Présentation de l'exercice:
Selon la citation du texte sur la taxe et les fondateurs de licornes, quels sont les deux défauts de l'idée de permettre à l'État de prélever des actions à l'entrepreneur ?

Texte fourni:

Échaudés par les remarques selon lesquelles les fondateurs de licornes seraient forcément riches, ils n’ont pas tardé à démontrer l’absurdité de la taxe pour le monde de la tech : «Cela obligerait de nombreux fondateurs à céder une partie de leur capital pour s’acquitter de l’impôt. L’idée de permettre à l’État de prélever des actions à l’entrepreneur si le patrimoine n’est pas liquide ne fonctionne pas : elle n’apporte pas de revenus liquides à l’État, et serait rédhibitoire pour nos investisseurs.» Avant d’ajouter : «Laisser entendre qu’il nous suffit de taxer la richesse, en la confondant avec le capital entrepreneurial, c’est décourager la réussite là où elle devrait être valorisée. C’est nous détourner des vrais sujets sur la viabilité de notre modèle.»

«Un contresens stratégique et une non-réponse aux problèmes structurels de la France»

Extraits de liste:

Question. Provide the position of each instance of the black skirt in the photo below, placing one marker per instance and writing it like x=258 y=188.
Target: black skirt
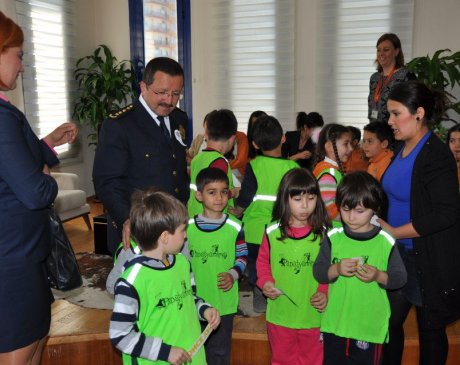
x=25 y=305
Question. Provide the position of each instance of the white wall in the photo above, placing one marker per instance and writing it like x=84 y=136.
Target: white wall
x=107 y=21
x=98 y=22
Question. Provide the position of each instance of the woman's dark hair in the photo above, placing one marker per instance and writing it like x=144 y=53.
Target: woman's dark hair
x=153 y=212
x=330 y=133
x=162 y=64
x=11 y=35
x=301 y=120
x=359 y=187
x=396 y=42
x=455 y=128
x=298 y=182
x=414 y=95
x=252 y=153
x=355 y=133
x=382 y=131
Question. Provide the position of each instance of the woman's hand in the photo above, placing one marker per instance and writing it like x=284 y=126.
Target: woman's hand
x=213 y=317
x=319 y=301
x=270 y=291
x=178 y=356
x=368 y=274
x=347 y=267
x=386 y=227
x=65 y=133
x=224 y=281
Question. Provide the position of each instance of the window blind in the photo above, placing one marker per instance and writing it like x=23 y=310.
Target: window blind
x=255 y=58
x=349 y=30
x=49 y=64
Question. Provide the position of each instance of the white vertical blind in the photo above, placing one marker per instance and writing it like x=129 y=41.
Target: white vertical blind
x=349 y=30
x=255 y=57
x=48 y=62
x=160 y=29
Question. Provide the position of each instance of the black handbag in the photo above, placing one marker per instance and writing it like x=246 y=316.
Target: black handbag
x=61 y=264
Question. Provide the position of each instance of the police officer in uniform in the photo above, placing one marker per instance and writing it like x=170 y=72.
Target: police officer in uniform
x=141 y=146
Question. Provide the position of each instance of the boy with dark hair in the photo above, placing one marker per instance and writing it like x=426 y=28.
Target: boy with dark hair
x=357 y=160
x=218 y=255
x=258 y=192
x=378 y=137
x=155 y=311
x=220 y=132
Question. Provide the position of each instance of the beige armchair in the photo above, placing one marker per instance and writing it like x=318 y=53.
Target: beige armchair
x=70 y=202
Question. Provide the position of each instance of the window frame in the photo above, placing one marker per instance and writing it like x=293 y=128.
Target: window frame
x=136 y=27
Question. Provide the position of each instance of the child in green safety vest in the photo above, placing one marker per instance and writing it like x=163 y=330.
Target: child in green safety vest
x=258 y=192
x=156 y=315
x=359 y=261
x=220 y=133
x=218 y=256
x=285 y=271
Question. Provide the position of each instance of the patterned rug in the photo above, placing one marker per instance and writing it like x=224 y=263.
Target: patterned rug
x=94 y=270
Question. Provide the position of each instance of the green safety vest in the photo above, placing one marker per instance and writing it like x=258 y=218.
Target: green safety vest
x=166 y=306
x=292 y=262
x=213 y=252
x=268 y=172
x=356 y=309
x=201 y=161
x=327 y=168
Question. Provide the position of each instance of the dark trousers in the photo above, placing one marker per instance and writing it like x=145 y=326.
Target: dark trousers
x=253 y=252
x=345 y=351
x=433 y=341
x=218 y=346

Réponse attendue:
Elle n'apporte pas de revenus liquides à l'État et serait rédhibitoire pour les investisseurs.